→ Pointing dataset records
________________________

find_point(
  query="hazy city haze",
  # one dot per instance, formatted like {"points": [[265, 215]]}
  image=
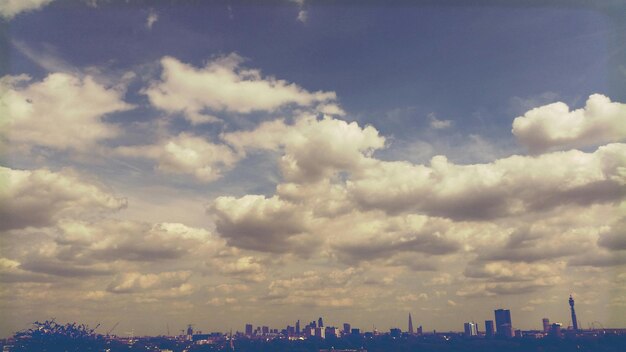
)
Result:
{"points": [[220, 163]]}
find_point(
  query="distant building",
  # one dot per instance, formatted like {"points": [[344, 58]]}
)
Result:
{"points": [[556, 330], [332, 332], [504, 327], [470, 328], [489, 330], [574, 321]]}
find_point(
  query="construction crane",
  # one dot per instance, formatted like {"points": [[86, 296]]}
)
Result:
{"points": [[113, 328]]}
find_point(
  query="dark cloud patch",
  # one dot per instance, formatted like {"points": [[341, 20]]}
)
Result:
{"points": [[64, 269], [615, 238], [366, 250]]}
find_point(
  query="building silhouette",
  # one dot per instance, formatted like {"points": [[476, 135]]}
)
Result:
{"points": [[504, 327], [574, 321], [489, 330], [470, 329]]}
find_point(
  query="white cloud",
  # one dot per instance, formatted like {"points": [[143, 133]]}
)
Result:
{"points": [[554, 126], [133, 282], [11, 8], [223, 85], [40, 197], [63, 111], [258, 223], [506, 187], [187, 154]]}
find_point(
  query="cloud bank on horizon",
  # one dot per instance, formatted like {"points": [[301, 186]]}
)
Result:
{"points": [[216, 193]]}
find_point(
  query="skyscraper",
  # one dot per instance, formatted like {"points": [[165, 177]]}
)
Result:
{"points": [[574, 321], [471, 329], [489, 332], [504, 327]]}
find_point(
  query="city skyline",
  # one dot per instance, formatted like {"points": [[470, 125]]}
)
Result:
{"points": [[219, 163]]}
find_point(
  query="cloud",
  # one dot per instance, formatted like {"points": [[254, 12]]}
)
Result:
{"points": [[186, 154], [63, 111], [245, 268], [11, 8], [41, 197], [438, 124], [615, 237], [222, 85], [313, 149], [151, 19], [113, 240], [258, 223], [134, 282], [554, 126], [506, 187]]}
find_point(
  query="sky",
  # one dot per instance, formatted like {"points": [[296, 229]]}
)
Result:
{"points": [[165, 163]]}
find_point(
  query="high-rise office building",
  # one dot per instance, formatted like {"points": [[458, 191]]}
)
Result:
{"points": [[470, 328], [574, 321], [556, 330], [489, 331], [504, 328]]}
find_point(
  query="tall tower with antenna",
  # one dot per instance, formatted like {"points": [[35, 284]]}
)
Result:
{"points": [[574, 321]]}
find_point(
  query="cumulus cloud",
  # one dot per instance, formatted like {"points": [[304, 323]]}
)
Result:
{"points": [[554, 126], [505, 187], [222, 85], [614, 238], [134, 282], [11, 8], [258, 223], [438, 124], [110, 240], [312, 148], [327, 289], [41, 197], [186, 154], [63, 111]]}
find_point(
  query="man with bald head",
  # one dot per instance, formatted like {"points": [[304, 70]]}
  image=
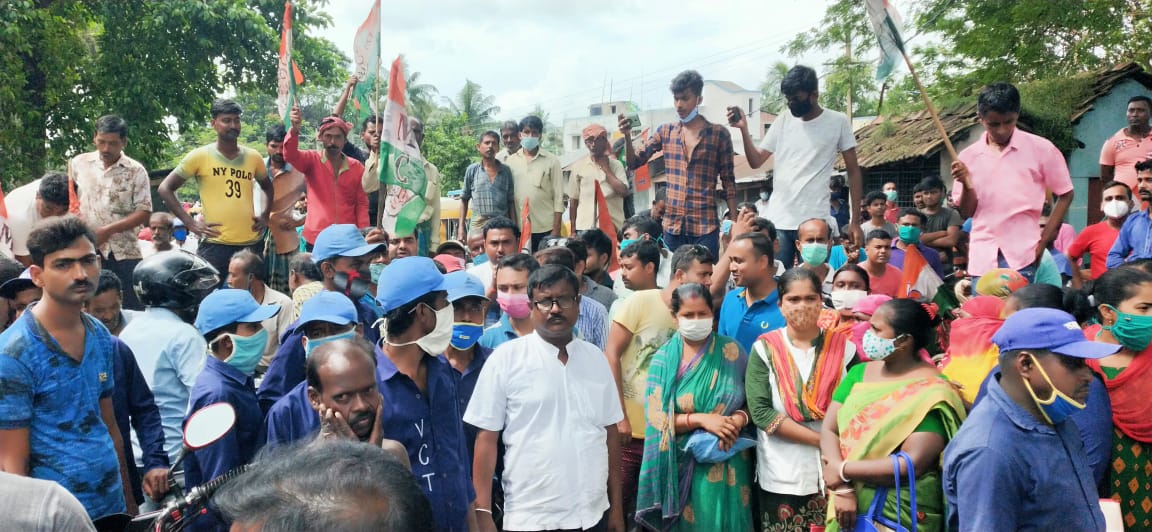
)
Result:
{"points": [[813, 243]]}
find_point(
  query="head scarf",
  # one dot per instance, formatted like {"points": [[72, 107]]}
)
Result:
{"points": [[1000, 282]]}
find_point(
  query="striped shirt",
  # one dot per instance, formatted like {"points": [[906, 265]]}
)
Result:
{"points": [[487, 197], [691, 207]]}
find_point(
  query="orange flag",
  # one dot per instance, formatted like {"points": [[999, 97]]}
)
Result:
{"points": [[525, 230], [604, 222]]}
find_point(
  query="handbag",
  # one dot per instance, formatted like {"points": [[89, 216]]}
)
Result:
{"points": [[874, 515]]}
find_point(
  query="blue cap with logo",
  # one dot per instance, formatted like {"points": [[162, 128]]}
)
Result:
{"points": [[461, 285], [341, 240], [330, 306], [230, 305], [1048, 329], [407, 280]]}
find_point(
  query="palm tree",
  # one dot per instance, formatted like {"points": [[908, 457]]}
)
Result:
{"points": [[772, 99], [471, 103]]}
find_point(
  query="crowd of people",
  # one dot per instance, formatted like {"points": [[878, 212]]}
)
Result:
{"points": [[819, 358]]}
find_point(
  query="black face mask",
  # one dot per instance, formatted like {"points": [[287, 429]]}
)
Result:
{"points": [[800, 108]]}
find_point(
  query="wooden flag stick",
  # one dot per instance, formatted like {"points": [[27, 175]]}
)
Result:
{"points": [[927, 103]]}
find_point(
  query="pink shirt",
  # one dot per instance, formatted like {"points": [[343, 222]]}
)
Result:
{"points": [[1123, 152], [1010, 188]]}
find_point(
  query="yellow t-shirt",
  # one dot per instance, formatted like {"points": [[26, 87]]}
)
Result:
{"points": [[645, 314], [226, 190]]}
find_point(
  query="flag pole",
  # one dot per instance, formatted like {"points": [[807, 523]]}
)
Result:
{"points": [[927, 103]]}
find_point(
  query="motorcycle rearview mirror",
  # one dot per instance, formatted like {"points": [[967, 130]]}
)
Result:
{"points": [[205, 426]]}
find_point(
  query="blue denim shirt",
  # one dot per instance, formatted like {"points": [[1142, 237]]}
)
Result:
{"points": [[1094, 424], [429, 425], [58, 401], [1135, 240], [222, 382], [745, 324], [135, 408], [1007, 470]]}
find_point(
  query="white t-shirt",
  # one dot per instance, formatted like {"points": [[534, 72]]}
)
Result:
{"points": [[22, 214], [553, 417], [783, 466], [804, 153]]}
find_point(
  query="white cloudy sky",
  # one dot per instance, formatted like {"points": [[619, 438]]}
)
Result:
{"points": [[566, 54]]}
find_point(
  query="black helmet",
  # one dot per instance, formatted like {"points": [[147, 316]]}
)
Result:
{"points": [[174, 280]]}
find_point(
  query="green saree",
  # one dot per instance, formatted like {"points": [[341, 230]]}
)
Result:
{"points": [[675, 492], [874, 420]]}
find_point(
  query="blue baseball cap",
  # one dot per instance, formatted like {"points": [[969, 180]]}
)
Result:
{"points": [[408, 279], [1050, 329], [461, 285], [341, 240], [330, 306], [230, 305]]}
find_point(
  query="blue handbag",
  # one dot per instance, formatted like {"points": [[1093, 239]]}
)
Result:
{"points": [[874, 515]]}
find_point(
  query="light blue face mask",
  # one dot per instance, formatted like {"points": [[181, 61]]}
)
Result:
{"points": [[376, 270], [530, 143], [247, 351], [310, 344], [691, 115]]}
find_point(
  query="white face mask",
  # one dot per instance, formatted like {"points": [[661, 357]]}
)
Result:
{"points": [[695, 329], [842, 299], [438, 340], [1116, 209]]}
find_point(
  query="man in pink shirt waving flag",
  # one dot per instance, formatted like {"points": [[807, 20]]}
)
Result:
{"points": [[402, 179]]}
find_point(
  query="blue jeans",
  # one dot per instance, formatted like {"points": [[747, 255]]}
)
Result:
{"points": [[787, 253], [711, 241]]}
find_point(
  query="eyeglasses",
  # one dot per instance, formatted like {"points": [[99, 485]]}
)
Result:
{"points": [[566, 303]]}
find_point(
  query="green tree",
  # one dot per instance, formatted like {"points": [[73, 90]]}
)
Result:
{"points": [[451, 149], [471, 103], [771, 99], [66, 62]]}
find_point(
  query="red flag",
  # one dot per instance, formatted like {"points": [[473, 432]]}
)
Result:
{"points": [[525, 230], [604, 222]]}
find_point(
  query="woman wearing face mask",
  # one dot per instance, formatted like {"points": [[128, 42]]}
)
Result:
{"points": [[695, 388], [1124, 305], [791, 373], [849, 286], [895, 403]]}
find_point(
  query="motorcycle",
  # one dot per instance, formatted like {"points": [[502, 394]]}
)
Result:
{"points": [[204, 427]]}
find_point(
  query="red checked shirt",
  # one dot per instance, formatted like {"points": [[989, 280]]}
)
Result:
{"points": [[691, 207], [331, 198]]}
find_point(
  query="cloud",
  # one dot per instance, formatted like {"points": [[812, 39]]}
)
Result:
{"points": [[567, 55]]}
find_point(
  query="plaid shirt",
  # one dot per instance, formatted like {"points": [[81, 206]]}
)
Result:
{"points": [[489, 197], [691, 207]]}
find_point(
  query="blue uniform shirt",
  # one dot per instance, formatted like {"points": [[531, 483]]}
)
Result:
{"points": [[222, 382], [745, 324], [429, 425], [1094, 424], [58, 401], [1135, 240], [1007, 470], [135, 408]]}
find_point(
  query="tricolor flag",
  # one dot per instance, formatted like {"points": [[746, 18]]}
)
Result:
{"points": [[402, 177], [888, 27], [525, 230], [604, 222], [288, 75], [366, 51], [918, 280]]}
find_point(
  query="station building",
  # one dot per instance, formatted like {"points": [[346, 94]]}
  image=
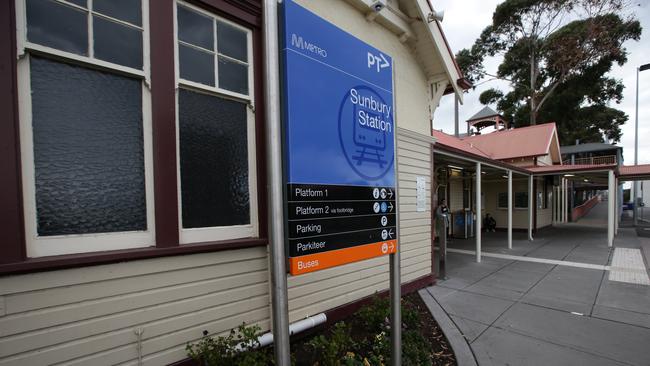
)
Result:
{"points": [[134, 190]]}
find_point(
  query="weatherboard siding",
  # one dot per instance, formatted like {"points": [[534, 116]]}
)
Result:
{"points": [[89, 315]]}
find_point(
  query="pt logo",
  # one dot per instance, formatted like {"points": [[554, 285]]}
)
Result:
{"points": [[366, 132], [378, 62]]}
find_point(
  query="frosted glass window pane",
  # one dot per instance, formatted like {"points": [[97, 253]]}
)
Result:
{"points": [[88, 150], [196, 65], [195, 28], [213, 161], [117, 43], [233, 76], [232, 41], [58, 26], [78, 2], [127, 10]]}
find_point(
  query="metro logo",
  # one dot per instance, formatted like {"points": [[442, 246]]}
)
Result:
{"points": [[379, 62]]}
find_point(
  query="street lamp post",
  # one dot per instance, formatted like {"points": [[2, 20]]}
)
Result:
{"points": [[636, 141]]}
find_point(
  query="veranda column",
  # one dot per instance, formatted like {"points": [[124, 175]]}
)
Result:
{"points": [[530, 207], [509, 209], [479, 217], [611, 202]]}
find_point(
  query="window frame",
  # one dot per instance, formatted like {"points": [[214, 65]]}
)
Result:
{"points": [[43, 246], [160, 44], [210, 234]]}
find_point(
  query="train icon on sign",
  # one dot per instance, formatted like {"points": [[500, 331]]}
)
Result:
{"points": [[366, 131]]}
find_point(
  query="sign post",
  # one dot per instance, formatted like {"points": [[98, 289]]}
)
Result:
{"points": [[339, 131]]}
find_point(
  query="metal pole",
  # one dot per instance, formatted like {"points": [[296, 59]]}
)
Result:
{"points": [[530, 207], [611, 201], [636, 150], [509, 209], [279, 301], [456, 126], [395, 269], [479, 217]]}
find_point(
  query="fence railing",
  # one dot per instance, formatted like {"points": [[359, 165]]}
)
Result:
{"points": [[594, 160]]}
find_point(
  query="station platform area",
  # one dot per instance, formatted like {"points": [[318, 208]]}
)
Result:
{"points": [[565, 298]]}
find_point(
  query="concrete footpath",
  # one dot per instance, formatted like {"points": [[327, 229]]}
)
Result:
{"points": [[567, 299]]}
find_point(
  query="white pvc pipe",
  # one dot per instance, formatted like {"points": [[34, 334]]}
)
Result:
{"points": [[297, 327]]}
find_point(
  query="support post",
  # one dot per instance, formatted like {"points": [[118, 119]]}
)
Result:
{"points": [[611, 201], [456, 126], [479, 217], [509, 209], [556, 201], [279, 302], [566, 200], [616, 208], [530, 207]]}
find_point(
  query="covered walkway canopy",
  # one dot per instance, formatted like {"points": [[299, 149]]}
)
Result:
{"points": [[475, 166]]}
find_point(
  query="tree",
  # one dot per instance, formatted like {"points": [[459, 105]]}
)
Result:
{"points": [[549, 47]]}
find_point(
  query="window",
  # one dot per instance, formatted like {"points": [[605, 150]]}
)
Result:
{"points": [[521, 199], [216, 142], [502, 200], [85, 125]]}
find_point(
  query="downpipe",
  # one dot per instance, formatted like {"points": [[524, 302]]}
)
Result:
{"points": [[294, 328]]}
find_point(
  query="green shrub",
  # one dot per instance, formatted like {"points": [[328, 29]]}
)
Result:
{"points": [[239, 347]]}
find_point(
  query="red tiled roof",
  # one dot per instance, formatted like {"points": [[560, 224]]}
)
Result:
{"points": [[518, 142], [457, 144], [634, 170]]}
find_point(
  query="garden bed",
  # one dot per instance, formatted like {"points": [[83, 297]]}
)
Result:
{"points": [[362, 339]]}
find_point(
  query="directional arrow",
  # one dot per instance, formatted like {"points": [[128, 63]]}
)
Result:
{"points": [[385, 61]]}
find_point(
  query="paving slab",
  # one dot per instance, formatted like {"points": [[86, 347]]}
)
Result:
{"points": [[440, 291], [480, 308], [621, 316], [462, 351], [469, 328], [507, 283], [499, 347], [621, 342], [590, 253], [556, 251], [531, 267], [624, 296], [567, 288]]}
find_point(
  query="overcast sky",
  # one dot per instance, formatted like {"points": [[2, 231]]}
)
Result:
{"points": [[465, 19]]}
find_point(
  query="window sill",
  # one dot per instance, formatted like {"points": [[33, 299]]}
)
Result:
{"points": [[89, 259]]}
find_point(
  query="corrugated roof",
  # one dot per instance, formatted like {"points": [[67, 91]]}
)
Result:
{"points": [[588, 147], [569, 168], [517, 142], [627, 171], [457, 144], [483, 113]]}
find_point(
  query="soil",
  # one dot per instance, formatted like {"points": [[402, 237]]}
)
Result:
{"points": [[441, 352]]}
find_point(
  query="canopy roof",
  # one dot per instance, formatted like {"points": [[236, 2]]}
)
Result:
{"points": [[528, 141]]}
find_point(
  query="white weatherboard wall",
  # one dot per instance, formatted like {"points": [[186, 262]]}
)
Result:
{"points": [[319, 291], [88, 316]]}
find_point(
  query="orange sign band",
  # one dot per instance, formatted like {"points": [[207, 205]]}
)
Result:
{"points": [[314, 262]]}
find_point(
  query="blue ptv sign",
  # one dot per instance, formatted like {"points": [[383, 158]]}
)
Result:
{"points": [[340, 150]]}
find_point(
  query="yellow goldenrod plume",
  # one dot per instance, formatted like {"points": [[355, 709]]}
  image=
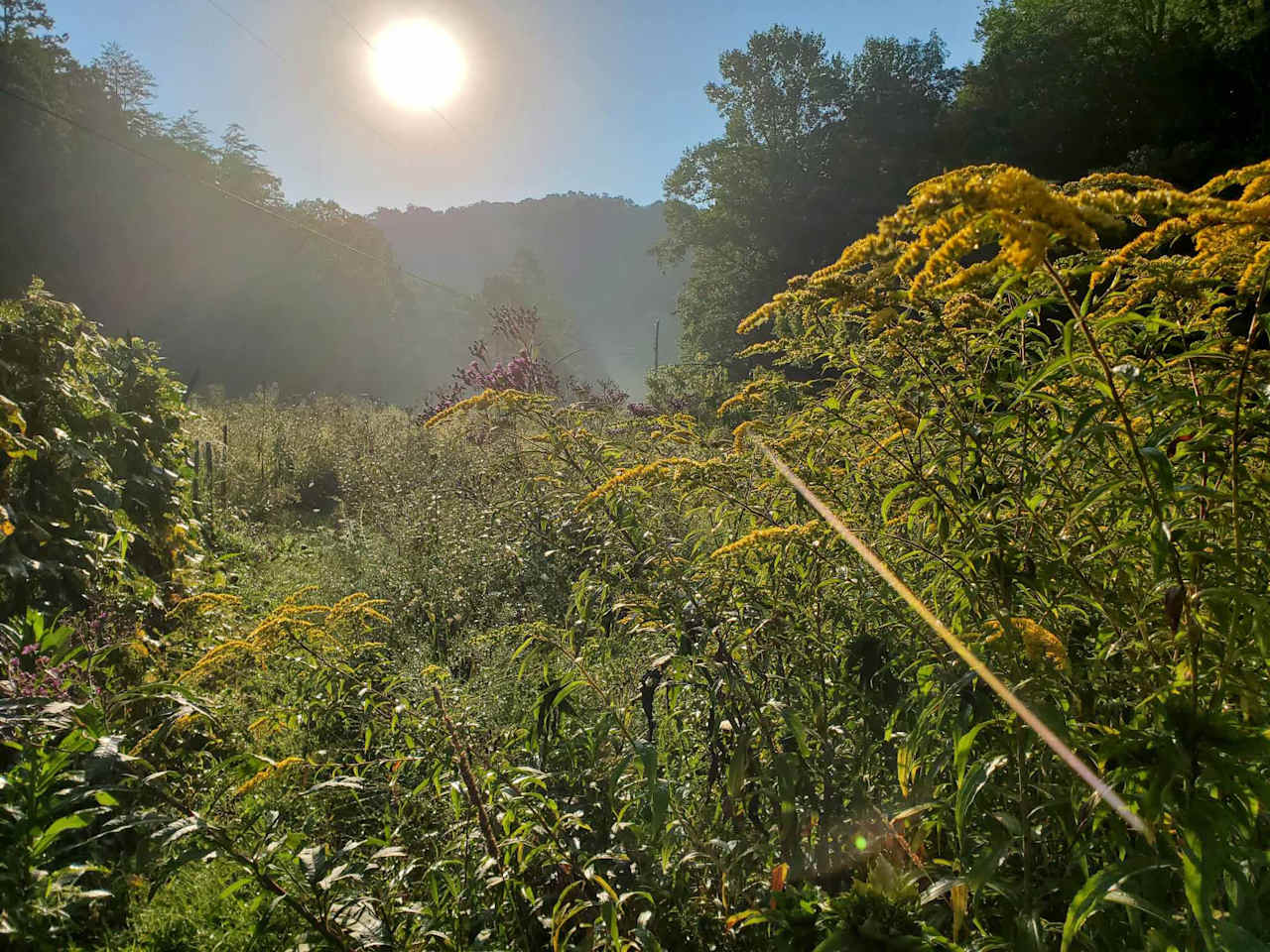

________________________

→ Your task
Report how many lines in the data above contain the string "green". Matching is case-sensitive; give only the number.

→ Solved problem
3